» **To do**
Transcribe, word for word, the span of the "Satisfaction" article below that begins with "The Rolling Stones singles" and ends with "frustration and commercialism.".

» **Text to read**
- US picture sleeve

Single by the Rolling Stones
- B-side: "The Under Assistant West Coast Promotion Man" (US); "The Spider and the Fly" (UK);
- Released: 4 June 1965 (US); 20 August 1965 (UK);
- Recorded: 12 May 1965
- Studio: RCA (Hollywood, California)
- Genre: Rock; hard rock;
- Length: 3:45
- Label: London (US); Decca (UK);
- Songwriter: Jagger–Richards
- Producer: Andrew Loog Oldham

The Rolling Stones singles chronology
| "The Last Time" (1965) | "(I Can't Get No) Satisfaction" (1965) | "Get Off of My Cloud" (1965) |

Lyric video
- "(I Can't Get No) Satisfaction" on YouTube

= (I Can't Get No) Satisfaction =

1965 single by the Rolling Stones

"(I Can't Get No) Satisfaction" is a song by the English rock band the Rolling Stones. A product of Mick Jagger and Keith Richards' songwriting partnership, it features a guitar riff by Richards that opens and drives the song. The riff is widely considered one of the greatest hooks in rock history. The song's lyrics refer to sexual frustration and commercialism.

The song was first released as a single in the United States in June 1965 and was also featured on the American version of the Rolling Stones' third studio album, Out of Our Heads, released that July. "Satisfaction" was a hit, giving the Stones their first number one in the US. In the UK, the song initially was played only on pirate radio stations, because its lyrics were considered too sexually suggestive. It later became the Rolling Stones' fourth number one in the United Kingdom.

It is one of the world's most popular songs, and was ranked No. 2 on Rolling Stone magazine's 500 Greatest Songs of All Time list in 2004. It was inducted into the Grammy Hall of Fame in 1998. The song was added to the National Recording Registry of the Library of Congress in 2006.

==Recording==
Keith Richards wrote "Satisfaction" in his sleep and recorded a rough version of the riff on a Philips cassette player. He had no idea he had written it. He said when he listened to the recording in the morning, there were about two minutes of acoustic guitar before you could hear him drop the pick and "then me snoring for the next forty minutes". Sources vary as to where this story happened. While they make reference to a hotel room at the Fort Harrison Hotel in Clearwater, Florida, a house in Chelsea, and the London Hilton, Richards wrote in his most recent autobiography that he was in his flat in Carlton Hill, St. John's Wood. He specifies that Mick Jagger wrote the lyrics by the pool in Clearwater, four days before they went into the studio, hence the confusion.

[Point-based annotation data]
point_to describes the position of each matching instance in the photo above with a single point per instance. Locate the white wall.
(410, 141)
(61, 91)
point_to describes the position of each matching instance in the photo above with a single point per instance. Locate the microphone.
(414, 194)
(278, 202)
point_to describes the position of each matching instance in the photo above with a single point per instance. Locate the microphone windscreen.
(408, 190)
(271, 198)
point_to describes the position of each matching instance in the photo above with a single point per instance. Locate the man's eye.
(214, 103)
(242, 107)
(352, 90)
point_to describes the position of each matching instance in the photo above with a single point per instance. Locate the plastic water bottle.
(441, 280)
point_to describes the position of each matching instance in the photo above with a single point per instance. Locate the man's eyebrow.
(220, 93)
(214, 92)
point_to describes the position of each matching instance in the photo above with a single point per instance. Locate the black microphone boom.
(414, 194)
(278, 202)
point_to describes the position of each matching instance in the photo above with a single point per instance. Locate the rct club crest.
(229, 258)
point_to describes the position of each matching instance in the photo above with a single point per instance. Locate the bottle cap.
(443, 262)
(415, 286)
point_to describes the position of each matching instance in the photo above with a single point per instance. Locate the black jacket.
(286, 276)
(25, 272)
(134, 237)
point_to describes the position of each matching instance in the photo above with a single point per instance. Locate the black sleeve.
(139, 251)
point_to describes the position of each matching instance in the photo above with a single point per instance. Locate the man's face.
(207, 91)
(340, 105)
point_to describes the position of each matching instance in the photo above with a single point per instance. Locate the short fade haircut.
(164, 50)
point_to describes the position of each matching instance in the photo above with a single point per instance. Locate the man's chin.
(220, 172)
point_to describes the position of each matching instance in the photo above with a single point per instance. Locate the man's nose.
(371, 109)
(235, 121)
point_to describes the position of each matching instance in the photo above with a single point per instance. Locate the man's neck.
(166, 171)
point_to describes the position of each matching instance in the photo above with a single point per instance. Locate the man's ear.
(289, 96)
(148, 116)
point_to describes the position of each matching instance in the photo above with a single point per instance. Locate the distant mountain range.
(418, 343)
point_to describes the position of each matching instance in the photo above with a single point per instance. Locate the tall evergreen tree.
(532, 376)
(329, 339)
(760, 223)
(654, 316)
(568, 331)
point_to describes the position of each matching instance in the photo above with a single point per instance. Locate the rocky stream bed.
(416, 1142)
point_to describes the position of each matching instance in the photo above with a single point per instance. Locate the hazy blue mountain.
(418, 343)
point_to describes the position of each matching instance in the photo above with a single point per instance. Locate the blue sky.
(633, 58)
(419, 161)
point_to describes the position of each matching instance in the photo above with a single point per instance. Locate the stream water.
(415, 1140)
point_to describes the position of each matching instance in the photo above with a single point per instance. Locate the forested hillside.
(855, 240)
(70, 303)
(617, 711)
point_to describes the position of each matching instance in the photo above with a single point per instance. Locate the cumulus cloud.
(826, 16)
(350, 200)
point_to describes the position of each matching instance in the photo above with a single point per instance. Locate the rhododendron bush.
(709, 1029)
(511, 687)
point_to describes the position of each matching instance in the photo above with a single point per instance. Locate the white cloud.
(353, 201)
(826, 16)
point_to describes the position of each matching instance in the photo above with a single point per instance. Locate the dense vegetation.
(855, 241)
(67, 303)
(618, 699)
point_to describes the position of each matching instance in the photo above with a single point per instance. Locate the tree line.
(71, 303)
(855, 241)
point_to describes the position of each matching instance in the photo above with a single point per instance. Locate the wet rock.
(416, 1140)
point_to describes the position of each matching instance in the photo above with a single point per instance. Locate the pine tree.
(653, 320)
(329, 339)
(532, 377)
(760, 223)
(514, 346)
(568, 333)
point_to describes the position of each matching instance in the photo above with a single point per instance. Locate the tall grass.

» **Written response**
The Rolling Stones singles chronology
| "The Last Time" (1965) | "(I Can't Get No) Satisfaction" (1965) | "Get Off of My Cloud" (1965) |

Lyric video
- "(I Can't Get No) Satisfaction" on YouTube

= (I Can't Get No) Satisfaction =

1965 single by the Rolling Stones

"(I Can't Get No) Satisfaction" is a song by the English rock band the Rolling Stones. A product of Mick Jagger and Keith Richards' songwriting partnership, it features a guitar riff by Richards that opens and drives the song. The riff is widely considered one of the greatest hooks in rock history. The song's lyrics refer to sexual frustration and commercialism.